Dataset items
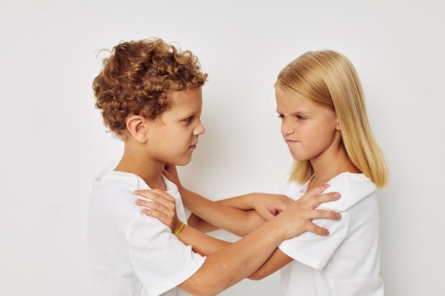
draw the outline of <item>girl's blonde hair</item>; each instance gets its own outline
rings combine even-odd
[[[350,160],[377,187],[387,185],[386,162],[368,123],[358,75],[346,57],[332,50],[306,53],[280,72],[275,87],[334,110]],[[304,182],[313,173],[309,160],[294,160],[289,180]]]

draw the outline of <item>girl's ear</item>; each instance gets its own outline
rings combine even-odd
[[[337,124],[336,125],[336,130],[338,131],[341,131],[341,126],[340,125],[340,122],[338,122],[338,119],[337,119]]]
[[[127,119],[127,129],[130,135],[141,143],[148,140],[146,119],[139,115],[133,115]]]

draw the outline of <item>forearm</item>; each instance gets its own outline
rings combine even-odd
[[[183,234],[179,237],[182,239]],[[282,230],[272,221],[261,225],[245,238],[208,256],[205,262],[189,280],[189,284],[204,295],[216,295],[259,268],[285,239]]]
[[[184,206],[196,216],[240,236],[244,236],[264,221],[254,211],[244,211],[206,199],[190,190],[181,189]],[[206,231],[199,228],[200,230]]]

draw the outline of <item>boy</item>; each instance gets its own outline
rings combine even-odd
[[[313,210],[337,199],[321,194],[316,202],[294,203],[239,241],[209,251],[220,248],[220,241],[185,225],[198,220],[162,175],[166,163],[188,163],[204,133],[200,116],[206,78],[190,51],[159,38],[121,43],[104,60],[93,82],[96,106],[124,149],[120,161],[93,184],[88,241],[95,295],[216,295],[258,268],[283,240],[305,231],[327,235],[312,219],[338,219],[336,213]],[[149,189],[174,197],[183,222],[173,231],[156,210],[152,216],[159,219],[147,219],[135,204],[134,190]],[[199,226],[211,227],[203,221]],[[202,241],[208,256],[178,239],[186,233]]]

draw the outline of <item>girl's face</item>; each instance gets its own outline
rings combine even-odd
[[[173,92],[171,106],[154,119],[149,130],[151,155],[161,162],[185,165],[190,162],[198,136],[204,133],[200,116],[200,88]]]
[[[312,163],[328,155],[336,140],[341,137],[334,111],[309,99],[296,98],[277,87],[277,112],[282,119],[282,134],[292,157]],[[339,141],[337,141],[337,143]]]

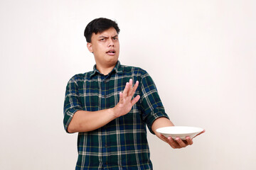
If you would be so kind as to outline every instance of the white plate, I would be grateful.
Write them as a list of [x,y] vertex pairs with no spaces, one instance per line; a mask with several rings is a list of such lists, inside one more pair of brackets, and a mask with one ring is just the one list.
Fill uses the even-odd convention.
[[156,132],[162,134],[166,137],[171,137],[174,140],[179,137],[183,140],[186,140],[186,137],[190,137],[192,139],[203,130],[203,129],[196,127],[168,126],[158,128]]

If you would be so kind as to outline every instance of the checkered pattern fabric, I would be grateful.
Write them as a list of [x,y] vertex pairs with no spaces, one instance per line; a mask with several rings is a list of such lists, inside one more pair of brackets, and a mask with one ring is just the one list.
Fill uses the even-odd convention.
[[139,101],[127,115],[87,132],[79,132],[75,169],[152,169],[146,125],[151,132],[153,122],[166,117],[156,86],[149,74],[118,61],[107,75],[95,65],[92,72],[76,74],[68,81],[64,102],[64,128],[78,110],[97,111],[112,108],[127,82],[139,81],[134,96]]

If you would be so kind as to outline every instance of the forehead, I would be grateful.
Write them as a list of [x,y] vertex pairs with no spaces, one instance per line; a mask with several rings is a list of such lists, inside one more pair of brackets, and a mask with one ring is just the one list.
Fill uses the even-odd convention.
[[97,38],[97,37],[100,37],[100,36],[114,37],[114,36],[116,36],[116,35],[118,35],[117,33],[117,30],[114,28],[112,27],[112,28],[109,28],[107,30],[104,30],[102,33],[97,33],[97,34],[92,33],[92,38],[93,38],[93,37]]

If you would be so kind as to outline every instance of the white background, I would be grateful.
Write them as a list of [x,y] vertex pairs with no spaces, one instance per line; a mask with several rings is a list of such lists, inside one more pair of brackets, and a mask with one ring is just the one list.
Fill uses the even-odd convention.
[[256,169],[255,1],[0,1],[0,169],[74,169],[65,86],[92,69],[83,31],[117,21],[119,60],[153,77],[176,125],[201,127],[173,149],[149,133],[154,169]]

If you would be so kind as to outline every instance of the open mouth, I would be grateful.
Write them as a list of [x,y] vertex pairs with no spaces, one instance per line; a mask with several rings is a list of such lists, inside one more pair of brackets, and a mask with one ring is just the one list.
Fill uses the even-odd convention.
[[115,54],[115,50],[110,50],[107,52],[107,54],[108,54],[109,55],[114,55]]

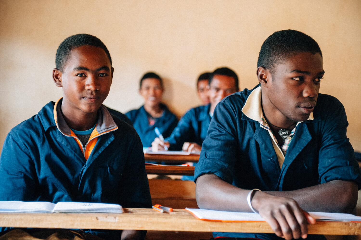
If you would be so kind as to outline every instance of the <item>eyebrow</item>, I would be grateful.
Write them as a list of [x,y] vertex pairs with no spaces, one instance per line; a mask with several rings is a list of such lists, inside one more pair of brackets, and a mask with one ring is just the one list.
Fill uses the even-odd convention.
[[[308,71],[301,71],[301,70],[299,70],[298,69],[294,69],[290,72],[290,73],[302,73],[303,74],[306,74],[306,75],[310,75],[311,73]],[[325,71],[322,71],[319,72],[317,73],[318,75],[321,75],[325,74]]]
[[[73,69],[73,71],[79,71],[80,70],[83,70],[84,71],[90,71],[90,70],[87,67],[82,67],[81,66],[79,66],[78,67],[74,67]],[[102,67],[100,67],[99,68],[97,68],[95,69],[96,72],[98,72],[99,71],[101,71],[102,70],[105,70],[106,71],[110,71],[110,69],[109,69],[109,67],[106,66],[103,66]]]

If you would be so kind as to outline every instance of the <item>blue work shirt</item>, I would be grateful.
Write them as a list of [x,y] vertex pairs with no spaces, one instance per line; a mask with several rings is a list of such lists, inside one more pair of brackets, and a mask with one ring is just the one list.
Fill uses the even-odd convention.
[[161,104],[160,107],[164,111],[163,115],[157,118],[154,124],[151,126],[148,123],[147,113],[144,106],[125,114],[133,123],[133,126],[140,137],[143,147],[152,147],[152,142],[158,137],[154,131],[156,127],[165,138],[170,135],[172,131],[177,126],[178,119],[175,115],[169,111],[165,104]]
[[133,126],[133,123],[132,122],[132,121],[130,121],[130,119],[129,119],[125,114],[123,114],[119,111],[117,111],[117,110],[112,109],[106,106],[105,106],[106,108],[106,109],[108,110],[108,111],[109,111],[109,112],[112,114],[113,115],[115,116],[120,120],[124,121],[130,126]]
[[[242,112],[253,90],[234,93],[217,104],[196,166],[195,182],[203,174],[213,174],[244,189],[291,191],[335,180],[354,181],[360,188],[360,169],[346,136],[345,110],[338,100],[319,94],[314,119],[299,124],[280,168],[267,130]],[[283,239],[274,234],[213,235]],[[325,239],[309,235],[307,239]]]
[[209,115],[210,107],[209,104],[200,106],[186,113],[170,136],[165,139],[170,144],[170,150],[181,150],[185,142],[202,145],[212,118]]
[[[0,156],[0,201],[151,208],[142,143],[134,129],[102,106],[96,128],[102,133],[86,159],[75,139],[59,130],[70,128],[59,122],[58,112],[55,117],[54,106],[49,103],[8,134]],[[106,122],[110,129],[99,128]],[[117,239],[121,230],[85,231]]]

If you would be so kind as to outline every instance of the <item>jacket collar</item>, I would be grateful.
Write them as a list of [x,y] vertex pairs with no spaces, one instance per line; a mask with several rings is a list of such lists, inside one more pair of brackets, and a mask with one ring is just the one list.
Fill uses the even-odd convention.
[[[261,86],[258,84],[248,94],[244,105],[242,108],[243,114],[256,122],[261,122],[261,119],[265,119],[262,112],[261,96]],[[311,113],[307,120],[313,120],[313,112]]]
[[[65,135],[74,136],[74,134],[70,130],[65,122],[61,113],[60,107],[62,102],[62,97],[61,97],[55,103],[53,109],[54,121],[58,129]],[[102,105],[98,109],[98,120],[96,129],[98,134],[116,130],[118,126],[114,122],[109,112]]]

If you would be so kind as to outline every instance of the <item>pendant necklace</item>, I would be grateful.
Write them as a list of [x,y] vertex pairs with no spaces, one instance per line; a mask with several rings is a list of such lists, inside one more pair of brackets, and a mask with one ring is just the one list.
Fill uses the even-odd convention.
[[282,138],[282,139],[283,140],[283,141],[284,141],[285,139],[287,138],[290,136],[290,135],[291,134],[291,131],[289,130],[288,128],[289,128],[292,127],[294,124],[295,124],[295,123],[296,123],[294,122],[286,128],[284,128],[282,127],[279,127],[276,126],[275,125],[273,125],[271,123],[267,118],[266,118],[266,120],[267,121],[267,122],[274,127],[275,127],[278,128],[280,128],[280,130],[278,131],[278,134],[279,134],[279,136],[281,137],[281,138]]

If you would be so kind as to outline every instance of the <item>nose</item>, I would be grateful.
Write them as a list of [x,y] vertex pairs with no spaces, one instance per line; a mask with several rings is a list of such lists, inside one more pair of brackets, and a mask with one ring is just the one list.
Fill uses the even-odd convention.
[[319,89],[319,85],[315,84],[313,82],[305,84],[303,92],[304,97],[317,97]]
[[95,91],[100,89],[99,83],[96,76],[89,74],[85,81],[85,89]]

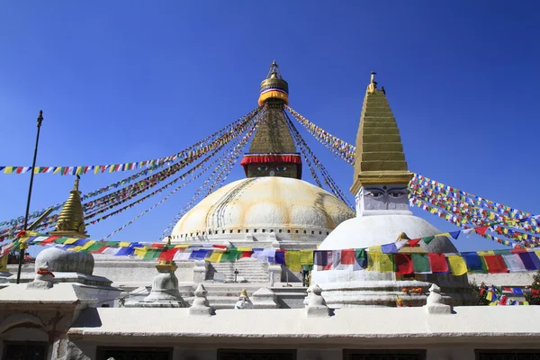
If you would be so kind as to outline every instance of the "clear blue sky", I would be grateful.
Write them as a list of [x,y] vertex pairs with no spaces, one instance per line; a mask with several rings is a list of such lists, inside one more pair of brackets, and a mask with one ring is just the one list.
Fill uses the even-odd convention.
[[[176,153],[255,108],[276,59],[292,108],[348,142],[376,71],[410,170],[540,213],[539,12],[532,1],[4,1],[0,165],[32,164],[40,109],[38,166]],[[304,135],[347,191],[352,168]],[[87,175],[81,189],[123,176]],[[230,180],[241,177],[237,166]],[[29,178],[0,174],[0,220],[24,212]],[[37,176],[32,209],[64,201],[72,183]],[[195,190],[113,239],[158,239]],[[88,231],[99,238],[160,198]],[[493,248],[479,238],[456,244]]]

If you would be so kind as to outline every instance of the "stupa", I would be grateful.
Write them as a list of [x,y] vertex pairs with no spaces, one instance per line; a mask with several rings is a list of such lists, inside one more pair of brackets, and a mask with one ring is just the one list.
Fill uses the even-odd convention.
[[[320,250],[367,248],[440,234],[425,220],[413,216],[409,209],[409,172],[400,130],[384,91],[377,88],[372,73],[367,86],[356,136],[354,182],[356,217],[336,228],[320,244]],[[404,247],[400,252],[457,253],[446,237],[436,237],[428,244]],[[328,306],[421,306],[432,284],[442,289],[446,302],[467,304],[471,301],[467,275],[416,274],[400,275],[354,268],[317,271],[311,284],[320,285]],[[418,291],[421,289],[421,291]],[[410,291],[414,290],[410,293]]]
[[[274,61],[260,86],[258,103],[266,112],[241,161],[247,178],[211,194],[182,217],[172,231],[172,243],[315,249],[338,225],[354,217],[342,201],[302,180],[301,155],[284,114],[288,102],[289,86]],[[255,259],[238,264],[250,261],[251,269],[265,266]],[[238,267],[241,276],[254,279],[254,274],[231,264],[212,266],[229,277]],[[256,281],[269,280],[267,269],[258,273]]]
[[[79,191],[79,176],[75,179],[73,189],[58,216],[55,230],[51,235],[58,237],[86,238],[88,238],[85,228],[85,214],[81,203]],[[104,276],[94,274],[94,256],[86,252],[66,251],[58,248],[49,248],[41,251],[36,257],[35,272],[23,273],[22,283],[35,282],[35,273],[40,274],[43,269],[54,274],[51,284],[68,284],[76,289],[81,299],[91,301],[94,306],[106,304],[112,306],[114,299],[121,291],[112,286],[112,281]],[[9,278],[15,283],[16,276]]]

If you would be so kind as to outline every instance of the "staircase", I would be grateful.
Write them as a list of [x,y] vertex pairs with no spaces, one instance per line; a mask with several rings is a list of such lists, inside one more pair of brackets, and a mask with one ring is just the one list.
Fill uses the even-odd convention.
[[[206,272],[206,280],[234,283],[234,271],[238,270],[238,282],[244,278],[248,283],[267,283],[270,281],[268,266],[268,263],[252,258],[244,258],[234,263],[211,263]],[[216,274],[221,276],[216,276]]]

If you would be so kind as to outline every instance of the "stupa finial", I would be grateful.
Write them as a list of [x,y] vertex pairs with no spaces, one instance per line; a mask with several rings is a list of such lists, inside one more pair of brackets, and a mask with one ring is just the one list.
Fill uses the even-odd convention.
[[51,235],[58,235],[69,238],[88,238],[85,226],[85,213],[81,202],[81,192],[79,191],[80,176],[75,178],[73,190],[69,192],[69,197],[64,203],[62,211],[58,215],[56,229]]
[[371,73],[356,135],[355,180],[351,187],[355,195],[363,185],[407,185],[412,178],[398,124],[386,96],[377,90],[375,75],[374,71]]
[[375,75],[377,75],[377,73],[372,71],[371,80],[369,82],[369,85],[367,86],[368,93],[374,93],[377,90],[377,82],[375,81]]
[[275,60],[270,65],[268,75],[261,83],[258,104],[262,106],[271,99],[274,100],[276,104],[280,104],[282,107],[283,104],[289,104],[289,84],[284,80]]

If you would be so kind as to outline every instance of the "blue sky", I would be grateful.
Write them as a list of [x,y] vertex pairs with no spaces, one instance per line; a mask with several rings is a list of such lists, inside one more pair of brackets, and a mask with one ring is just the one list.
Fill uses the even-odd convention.
[[[540,213],[539,11],[536,2],[504,1],[2,2],[0,165],[32,164],[40,109],[38,166],[174,154],[255,108],[276,59],[292,107],[353,143],[376,71],[410,170]],[[347,191],[352,168],[303,134]],[[81,190],[123,176],[85,176]],[[237,166],[230,180],[242,177]],[[29,178],[0,174],[0,220],[23,214]],[[72,183],[37,176],[32,209],[64,201]],[[112,239],[158,239],[196,189]],[[88,231],[99,238],[160,199]],[[494,247],[474,237],[456,245]]]

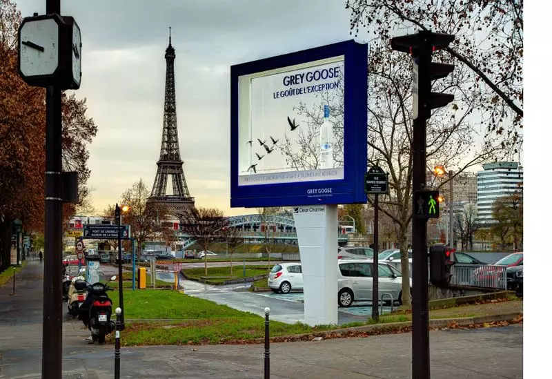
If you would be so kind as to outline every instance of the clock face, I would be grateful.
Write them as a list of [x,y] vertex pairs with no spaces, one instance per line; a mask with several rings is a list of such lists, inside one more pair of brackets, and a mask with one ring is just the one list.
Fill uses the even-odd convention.
[[24,77],[50,75],[58,66],[59,25],[47,19],[26,22],[19,39],[19,61]]
[[72,51],[72,68],[73,68],[73,79],[76,83],[80,86],[81,84],[81,29],[76,22],[73,23],[73,38],[72,46],[71,48]]

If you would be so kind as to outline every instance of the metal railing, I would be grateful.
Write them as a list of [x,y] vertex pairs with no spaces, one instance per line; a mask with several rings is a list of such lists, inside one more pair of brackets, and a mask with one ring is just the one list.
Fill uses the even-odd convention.
[[457,264],[451,269],[451,284],[506,289],[506,269],[492,264]]

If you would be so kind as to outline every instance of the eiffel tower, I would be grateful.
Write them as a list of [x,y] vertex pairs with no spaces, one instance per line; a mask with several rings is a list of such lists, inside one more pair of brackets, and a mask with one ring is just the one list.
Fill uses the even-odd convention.
[[[165,77],[165,111],[163,117],[163,137],[161,153],[157,161],[157,173],[148,198],[148,205],[166,207],[168,213],[179,218],[190,207],[194,206],[194,198],[186,184],[184,162],[180,159],[177,126],[176,96],[175,91],[175,48],[171,44],[169,28],[168,46],[165,50],[167,71]],[[167,177],[172,179],[172,195],[167,195]]]

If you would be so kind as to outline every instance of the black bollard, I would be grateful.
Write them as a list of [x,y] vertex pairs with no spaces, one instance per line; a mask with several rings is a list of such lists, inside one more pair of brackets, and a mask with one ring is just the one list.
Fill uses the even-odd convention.
[[121,378],[121,309],[115,309],[115,379]]
[[268,316],[270,309],[268,307],[264,309],[264,379],[270,378],[270,332],[269,327],[270,322]]
[[15,295],[15,267],[13,268],[13,293],[12,295]]

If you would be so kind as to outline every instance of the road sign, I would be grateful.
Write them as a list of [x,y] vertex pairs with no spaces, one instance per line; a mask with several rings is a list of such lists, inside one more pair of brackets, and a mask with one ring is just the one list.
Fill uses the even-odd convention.
[[[119,225],[103,224],[85,224],[83,226],[83,237],[97,240],[115,240],[118,237]],[[128,239],[130,236],[130,226],[121,225],[121,238]]]
[[439,191],[414,191],[413,205],[414,206],[413,215],[415,218],[438,218]]
[[380,167],[375,166],[364,174],[364,192],[373,194],[388,193],[388,174]]
[[84,251],[84,242],[82,240],[79,240],[77,241],[77,243],[75,244],[75,249],[77,251]]

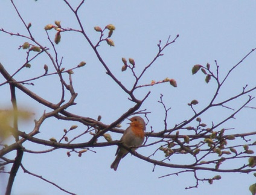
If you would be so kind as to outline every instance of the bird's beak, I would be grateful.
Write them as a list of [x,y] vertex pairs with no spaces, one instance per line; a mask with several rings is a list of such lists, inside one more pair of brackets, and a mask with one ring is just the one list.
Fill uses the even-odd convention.
[[[127,118],[130,121],[132,122],[132,121],[130,120],[130,118]],[[130,124],[130,123],[127,123],[127,124]]]

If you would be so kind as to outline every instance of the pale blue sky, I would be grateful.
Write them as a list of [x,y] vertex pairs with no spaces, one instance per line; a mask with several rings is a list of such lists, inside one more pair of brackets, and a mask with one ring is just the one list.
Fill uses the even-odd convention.
[[[62,21],[65,27],[78,27],[74,16],[62,1],[14,1],[27,23],[31,22],[31,31],[41,43],[50,46],[43,27],[54,21]],[[74,1],[74,2],[78,2]],[[184,121],[193,113],[187,104],[193,99],[200,102],[197,108],[202,108],[214,91],[216,84],[206,85],[202,74],[192,75],[191,69],[195,64],[205,65],[209,62],[213,67],[214,60],[220,65],[220,77],[240,61],[251,49],[256,47],[256,1],[86,1],[79,15],[85,30],[91,40],[95,43],[99,33],[94,27],[104,28],[113,24],[116,30],[112,36],[115,46],[101,43],[100,53],[112,71],[126,86],[132,84],[130,72],[121,72],[121,57],[133,58],[136,69],[141,71],[157,52],[159,40],[166,42],[169,35],[176,42],[167,48],[164,56],[159,58],[142,78],[141,84],[150,83],[166,77],[175,78],[178,87],[168,84],[158,85],[138,90],[136,94],[142,97],[149,90],[152,94],[141,109],[147,109],[150,123],[155,131],[162,130],[164,110],[157,103],[160,94],[167,106],[171,107],[168,127]],[[27,33],[19,20],[10,1],[0,2],[0,28],[13,33]],[[50,31],[53,39],[54,32]],[[0,62],[8,71],[13,72],[24,62],[25,51],[17,48],[24,42],[21,39],[0,32]],[[73,82],[78,93],[77,106],[70,108],[75,113],[97,118],[102,116],[102,121],[110,124],[124,113],[132,104],[127,100],[127,95],[108,77],[98,62],[85,39],[74,33],[62,34],[62,40],[56,46],[59,56],[63,56],[63,66],[68,69],[80,62],[86,61],[83,68],[74,71]],[[248,84],[255,85],[256,54],[249,56],[227,80],[221,97],[225,98],[242,91]],[[23,70],[17,80],[30,78],[43,72],[43,65],[50,64],[45,56],[39,57],[31,68]],[[53,71],[49,67],[49,71]],[[3,82],[0,77],[0,82]],[[30,89],[43,98],[54,102],[60,95],[59,79],[47,77],[35,82]],[[56,89],[58,89],[56,90]],[[1,94],[8,92],[8,86],[1,86]],[[57,92],[56,92],[57,91]],[[255,93],[252,94],[255,95]],[[26,104],[36,112],[35,118],[43,113],[40,107],[22,93],[18,92],[18,103]],[[237,103],[242,104],[243,100]],[[0,105],[11,104],[10,97],[1,96]],[[254,104],[255,106],[255,101]],[[229,105],[234,107],[237,104]],[[49,111],[46,109],[46,111]],[[220,121],[222,115],[228,112],[213,110],[202,117],[205,123]],[[234,132],[255,130],[255,113],[251,109],[243,110],[236,120],[227,123],[226,127],[236,127]],[[122,128],[128,123],[124,121]],[[37,137],[57,139],[62,136],[63,129],[68,128],[74,123],[60,123],[56,120],[47,120],[42,127]],[[22,126],[22,131],[30,132],[30,126]],[[84,127],[78,124],[80,132]],[[75,134],[74,134],[75,135]],[[112,135],[119,139],[121,135]],[[103,139],[99,140],[103,141]],[[79,139],[83,142],[83,139]],[[27,149],[40,150],[45,147],[25,143]],[[154,149],[140,149],[145,155],[152,153]],[[24,166],[31,172],[42,175],[56,182],[66,190],[77,194],[250,194],[249,186],[255,182],[252,174],[221,174],[222,179],[210,185],[200,182],[197,189],[185,190],[195,184],[193,175],[186,173],[163,179],[158,177],[173,173],[175,170],[156,167],[152,172],[153,165],[136,158],[127,155],[121,162],[117,171],[110,168],[114,159],[116,146],[95,148],[97,153],[88,152],[78,158],[72,155],[68,158],[66,150],[59,150],[43,155],[24,155]],[[11,157],[11,156],[8,156]],[[173,159],[176,163],[184,163],[185,157]],[[244,162],[247,163],[247,162]],[[199,172],[203,178],[213,177],[219,173]],[[1,178],[2,179],[2,178]],[[65,194],[56,187],[41,180],[24,173],[21,170],[16,178],[13,194]],[[0,186],[2,187],[2,186]]]

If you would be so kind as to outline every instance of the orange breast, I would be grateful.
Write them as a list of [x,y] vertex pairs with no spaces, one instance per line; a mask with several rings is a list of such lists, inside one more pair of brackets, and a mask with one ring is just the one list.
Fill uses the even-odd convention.
[[135,135],[144,139],[144,127],[143,124],[141,124],[138,121],[133,121],[130,123],[132,130],[135,134]]

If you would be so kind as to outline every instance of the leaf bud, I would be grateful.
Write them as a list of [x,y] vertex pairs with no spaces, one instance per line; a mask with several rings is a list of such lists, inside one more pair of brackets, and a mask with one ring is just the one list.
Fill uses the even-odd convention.
[[198,71],[200,69],[200,68],[202,67],[202,65],[196,65],[192,68],[192,74],[195,74],[196,72],[198,72]]
[[56,21],[54,22],[55,24],[59,27],[59,28],[61,28],[62,26],[60,25],[60,21]]
[[122,66],[122,69],[121,69],[122,72],[126,71],[127,68],[127,65],[123,65]]
[[109,45],[110,46],[115,46],[115,43],[114,43],[113,40],[110,39],[107,39],[106,40],[107,43],[108,45]]
[[46,74],[46,73],[47,73],[47,72],[48,72],[48,66],[47,66],[46,65],[45,65],[43,66],[43,69],[45,69],[45,74]]
[[95,30],[97,32],[102,32],[102,29],[101,29],[101,28],[100,28],[100,27],[94,27],[94,30]]
[[115,30],[115,27],[113,24],[107,25],[105,28],[107,28],[109,30]]
[[49,140],[54,142],[57,142],[57,140],[54,138],[51,138]]
[[28,63],[26,63],[24,66],[26,68],[30,68],[30,67],[31,67],[31,65]]
[[82,67],[86,64],[86,62],[82,61],[77,65],[77,67]]
[[34,45],[32,46],[30,48],[30,50],[31,51],[36,51],[36,52],[40,52],[40,51],[41,51],[41,49],[39,46],[34,46]]
[[56,44],[59,44],[59,43],[60,42],[61,37],[62,36],[60,36],[60,31],[57,32],[56,34],[55,35],[54,42]]
[[123,61],[123,63],[125,65],[127,65],[127,61],[126,60],[126,58],[125,58],[125,57],[122,57],[122,61]]
[[22,45],[22,49],[26,50],[26,49],[29,48],[30,45],[30,44],[28,42],[25,42]]
[[196,104],[197,104],[199,103],[199,102],[198,102],[198,101],[197,100],[192,100],[191,101],[191,102],[190,102],[190,104],[193,104],[193,105],[196,105]]
[[133,65],[133,66],[135,66],[135,62],[134,61],[134,60],[132,58],[129,59],[129,62],[130,62],[130,63],[132,65]]
[[211,75],[210,74],[207,74],[206,77],[205,77],[205,82],[206,82],[206,83],[210,82],[210,80],[211,80]]
[[184,135],[183,138],[184,139],[184,141],[187,144],[190,143],[190,137],[187,135]]
[[105,138],[105,139],[109,142],[110,141],[112,141],[111,135],[109,133],[104,133],[103,137]]
[[54,27],[54,25],[52,25],[52,24],[47,24],[45,27],[45,30],[51,30]]
[[220,179],[222,179],[222,176],[220,176],[220,175],[216,175],[216,176],[215,176],[213,178],[213,179],[215,179],[215,180],[220,180]]
[[73,130],[73,129],[77,129],[77,125],[72,125],[70,128],[69,128],[69,130]]
[[173,78],[171,78],[169,80],[170,84],[171,84],[171,86],[174,86],[174,88],[177,88],[177,82]]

[What to work on]: State how many lines in the entries above contain the string "stupa", treating uppercase and lowercase as different. Reply with the number only.

[Solution to this exercise]: 2